◆ YOUR ASSIGNMENT ◆
Could you retype all of the entries below word for word?

# # #

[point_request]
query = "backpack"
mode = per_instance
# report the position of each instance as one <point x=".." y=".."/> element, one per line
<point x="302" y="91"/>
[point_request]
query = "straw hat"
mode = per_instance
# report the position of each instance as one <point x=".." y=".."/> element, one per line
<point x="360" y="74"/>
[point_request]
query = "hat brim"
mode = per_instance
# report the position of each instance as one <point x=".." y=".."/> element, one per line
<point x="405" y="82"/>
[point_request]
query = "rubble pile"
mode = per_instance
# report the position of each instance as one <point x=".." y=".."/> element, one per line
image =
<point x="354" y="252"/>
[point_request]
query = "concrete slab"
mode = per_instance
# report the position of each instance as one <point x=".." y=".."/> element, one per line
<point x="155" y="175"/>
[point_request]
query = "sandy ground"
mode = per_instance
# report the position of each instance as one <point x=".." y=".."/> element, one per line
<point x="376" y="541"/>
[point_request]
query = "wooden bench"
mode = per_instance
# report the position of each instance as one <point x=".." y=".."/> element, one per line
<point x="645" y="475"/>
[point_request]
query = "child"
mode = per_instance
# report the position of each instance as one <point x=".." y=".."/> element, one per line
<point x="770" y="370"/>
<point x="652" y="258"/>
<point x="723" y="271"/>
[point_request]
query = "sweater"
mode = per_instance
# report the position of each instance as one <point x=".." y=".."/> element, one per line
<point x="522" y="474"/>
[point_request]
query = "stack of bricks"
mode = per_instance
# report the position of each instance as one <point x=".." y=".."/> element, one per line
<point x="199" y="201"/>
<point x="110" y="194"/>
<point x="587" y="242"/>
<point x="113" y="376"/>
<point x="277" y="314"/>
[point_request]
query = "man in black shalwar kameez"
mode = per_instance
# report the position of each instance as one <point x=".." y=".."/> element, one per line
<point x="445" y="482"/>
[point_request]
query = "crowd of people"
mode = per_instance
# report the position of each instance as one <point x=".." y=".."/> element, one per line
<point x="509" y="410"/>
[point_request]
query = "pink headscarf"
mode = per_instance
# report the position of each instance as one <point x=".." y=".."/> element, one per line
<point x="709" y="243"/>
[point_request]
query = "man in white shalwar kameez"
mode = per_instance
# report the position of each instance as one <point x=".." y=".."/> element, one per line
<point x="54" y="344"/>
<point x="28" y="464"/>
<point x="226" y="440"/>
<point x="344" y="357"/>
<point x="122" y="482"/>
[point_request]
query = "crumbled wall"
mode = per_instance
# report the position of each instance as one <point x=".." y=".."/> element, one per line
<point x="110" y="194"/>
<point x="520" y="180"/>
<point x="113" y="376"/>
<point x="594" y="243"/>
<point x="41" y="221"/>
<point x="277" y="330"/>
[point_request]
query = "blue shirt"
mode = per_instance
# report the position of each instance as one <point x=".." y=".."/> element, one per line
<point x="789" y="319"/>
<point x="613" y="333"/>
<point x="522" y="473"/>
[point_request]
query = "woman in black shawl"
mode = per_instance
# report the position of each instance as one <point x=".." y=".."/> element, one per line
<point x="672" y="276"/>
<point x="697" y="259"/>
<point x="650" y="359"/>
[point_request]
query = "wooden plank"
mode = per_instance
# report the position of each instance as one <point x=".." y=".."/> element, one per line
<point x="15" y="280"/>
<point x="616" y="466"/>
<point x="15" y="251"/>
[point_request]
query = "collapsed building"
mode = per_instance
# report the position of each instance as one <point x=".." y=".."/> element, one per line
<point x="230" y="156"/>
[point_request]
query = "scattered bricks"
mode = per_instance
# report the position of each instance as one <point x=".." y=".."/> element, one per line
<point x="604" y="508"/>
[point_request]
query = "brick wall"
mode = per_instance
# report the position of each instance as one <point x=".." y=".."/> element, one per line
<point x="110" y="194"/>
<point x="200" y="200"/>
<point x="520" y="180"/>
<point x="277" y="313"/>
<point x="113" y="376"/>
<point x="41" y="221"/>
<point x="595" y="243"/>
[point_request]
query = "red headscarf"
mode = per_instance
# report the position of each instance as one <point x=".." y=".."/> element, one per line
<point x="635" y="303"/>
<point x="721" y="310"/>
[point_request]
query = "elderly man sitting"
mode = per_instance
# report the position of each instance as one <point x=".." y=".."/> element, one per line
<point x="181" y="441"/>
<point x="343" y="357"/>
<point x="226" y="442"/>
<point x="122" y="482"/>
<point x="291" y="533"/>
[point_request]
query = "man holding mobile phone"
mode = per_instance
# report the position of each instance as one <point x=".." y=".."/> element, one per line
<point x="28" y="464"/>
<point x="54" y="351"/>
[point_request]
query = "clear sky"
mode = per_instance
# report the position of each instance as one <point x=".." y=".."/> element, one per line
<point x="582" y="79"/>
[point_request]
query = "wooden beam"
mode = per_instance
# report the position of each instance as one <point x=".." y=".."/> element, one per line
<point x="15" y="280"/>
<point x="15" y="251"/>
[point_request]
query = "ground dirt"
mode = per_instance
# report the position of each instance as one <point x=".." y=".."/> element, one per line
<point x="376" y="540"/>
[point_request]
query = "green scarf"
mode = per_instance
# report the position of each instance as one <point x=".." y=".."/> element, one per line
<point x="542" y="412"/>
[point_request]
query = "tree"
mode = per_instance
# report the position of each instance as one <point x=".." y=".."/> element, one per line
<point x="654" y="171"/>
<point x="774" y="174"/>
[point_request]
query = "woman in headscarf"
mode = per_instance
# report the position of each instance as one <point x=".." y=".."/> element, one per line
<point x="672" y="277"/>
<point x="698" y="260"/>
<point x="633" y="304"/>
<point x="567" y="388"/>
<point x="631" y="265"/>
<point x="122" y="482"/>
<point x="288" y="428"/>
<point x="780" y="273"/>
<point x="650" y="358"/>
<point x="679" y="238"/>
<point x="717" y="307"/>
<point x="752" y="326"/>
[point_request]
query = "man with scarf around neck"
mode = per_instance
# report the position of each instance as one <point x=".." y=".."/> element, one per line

# # #

◆ OUTPUT BELOW ◆
[point_request]
query = "backpack"
mode = per_instance
# report the position of each instance as one <point x=".." y=".."/> element, one per line
<point x="302" y="91"/>
[point_request]
query = "straw hat"
mode = per_instance
# report the position of each instance as one <point x=".." y=".."/> element, one per line
<point x="360" y="74"/>
[point_request]
query = "hat brim"
mode = per_instance
# report the position of each instance as one <point x=".." y=".."/> element, one per line
<point x="405" y="82"/>
[point_request]
query = "rubble pile"
mode = per_instance
# report the position of each instance as one <point x=".." y=".."/> element, one per line
image =
<point x="354" y="252"/>
[point_request]
query = "concrete slab"
mode = per_instance
# report the position of each instance as one <point x=".." y=".."/> element, one per line
<point x="155" y="175"/>
[point_request]
query = "sandy ground"
mode = per_instance
# report the position of each instance as one <point x=".." y=".."/> element, one per line
<point x="376" y="541"/>
[point_request]
query = "wooden bench"
mode = per_instance
# report the position of each instance as one <point x=".." y=".."/> element, one per line
<point x="645" y="475"/>
[point_request]
query = "child"
mode = per_instance
# report the position of each instance as one <point x=".." y=".."/> element, one per line
<point x="770" y="370"/>
<point x="652" y="258"/>
<point x="723" y="271"/>
[point_request]
query = "sweater"
mode = per_instance
# report the position of each instance as one <point x=".." y=".."/> element, one per line
<point x="522" y="474"/>
[point_request]
query = "stack of bricks"
mode = per_instance
# report the position of each instance as one <point x=".." y=".."/> element, one per line
<point x="199" y="201"/>
<point x="110" y="194"/>
<point x="587" y="242"/>
<point x="113" y="376"/>
<point x="277" y="314"/>
[point_request]
query = "man in black shalwar kameez"
mode = per_instance
# report the position of each instance as one <point x=".." y=".."/> element, one per line
<point x="445" y="482"/>
[point_request]
query = "crowd of people"
mode = per_instance
# report the position of each instance as one <point x=".." y=".."/> element, one per line
<point x="509" y="410"/>
[point_request]
query = "pink headscarf"
mode = per_instance
# report the position of each instance as one <point x=".." y=".."/> element, one per line
<point x="709" y="243"/>
[point_request]
query = "man in white shalwar kameez"
mode = per_instance
# report the position of each instance as one <point x=".." y=".."/> element, one per line
<point x="54" y="344"/>
<point x="28" y="464"/>
<point x="226" y="440"/>
<point x="344" y="357"/>
<point x="122" y="482"/>
[point_request]
query = "crumbled wall"
mode = per_instance
# report the position of each instance as one <point x=".." y=".."/> element, one per line
<point x="110" y="194"/>
<point x="520" y="180"/>
<point x="113" y="376"/>
<point x="594" y="243"/>
<point x="41" y="221"/>
<point x="277" y="330"/>
[point_request]
query = "blue shirt"
mode = per_instance
# report the position of each instance as one <point x=".." y=".."/> element, one per line
<point x="789" y="319"/>
<point x="613" y="333"/>
<point x="522" y="473"/>
[point_request]
query = "woman in black shawl"
mode = per_instance
# report the position of each instance as one <point x=".." y=".."/> element, one per line
<point x="672" y="276"/>
<point x="697" y="259"/>
<point x="650" y="359"/>
[point_request]
query = "wooden plank"
mode = per_instance
# report the position of each instance as one <point x=".." y=".."/> element, one per line
<point x="15" y="280"/>
<point x="616" y="466"/>
<point x="15" y="251"/>
[point_request]
query = "collapsed building"
mode = per_instance
# report the position of each instance as one <point x=".." y=".."/> element, one per line
<point x="230" y="156"/>
[point_request]
query = "scattered bricks"
mode = per_instance
# report the position of each instance as one <point x=".." y=".."/> element, one per line
<point x="604" y="508"/>
[point_request]
query = "brick wall"
mode = per_instance
# report the position of each instance as one <point x=".." y=".."/> element, one per line
<point x="110" y="194"/>
<point x="200" y="200"/>
<point x="520" y="180"/>
<point x="277" y="313"/>
<point x="113" y="376"/>
<point x="41" y="221"/>
<point x="595" y="243"/>
[point_request]
query = "red headscarf"
mode = per_instance
# report the position of each instance as one <point x=".." y=".."/> element, one per line
<point x="635" y="303"/>
<point x="721" y="310"/>
[point_request]
query = "elderly man sitting"
mode = per_instance
# report the position of each instance as one <point x=".." y=".."/> element, one per line
<point x="181" y="441"/>
<point x="343" y="357"/>
<point x="226" y="442"/>
<point x="122" y="482"/>
<point x="291" y="533"/>
[point_request]
query = "man holding mobile phone"
mode = per_instance
# report the position of each instance as one <point x=".." y=".."/> element, one per line
<point x="28" y="464"/>
<point x="54" y="351"/>
[point_request]
query = "clear sky"
mode = per_instance
# report the position of each instance as one <point x=".." y=".."/> element, one per line
<point x="582" y="79"/>
[point_request]
query = "wooden beam"
mode = per_instance
# report the position of each instance as one <point x=".." y=".."/> element, one per line
<point x="15" y="280"/>
<point x="15" y="251"/>
[point_request]
query = "ground dirt"
mode = per_instance
# report the position of each instance as one <point x=".." y=".."/> element, one per line
<point x="376" y="540"/>
[point_request]
query = "green scarf"
mode = per_instance
# report the position of each instance as one <point x=".." y=".."/> element, one per line
<point x="542" y="412"/>
[point_request]
query = "tree"
mode = per_instance
# report the position of each instance as one <point x=".." y=".."/> element, one per line
<point x="654" y="171"/>
<point x="774" y="174"/>
[point_request]
query = "woman in headscarf"
mode = per_instance
# report the position of each instance as one <point x=".." y=".."/> element, one per line
<point x="672" y="277"/>
<point x="698" y="260"/>
<point x="633" y="304"/>
<point x="567" y="388"/>
<point x="631" y="265"/>
<point x="122" y="482"/>
<point x="288" y="428"/>
<point x="780" y="273"/>
<point x="650" y="358"/>
<point x="679" y="238"/>
<point x="717" y="307"/>
<point x="752" y="326"/>
[point_request]
query = "man with scarf around neck"
mode = per_instance
# report the position of each instance as one <point x=".." y=".."/> element, one per line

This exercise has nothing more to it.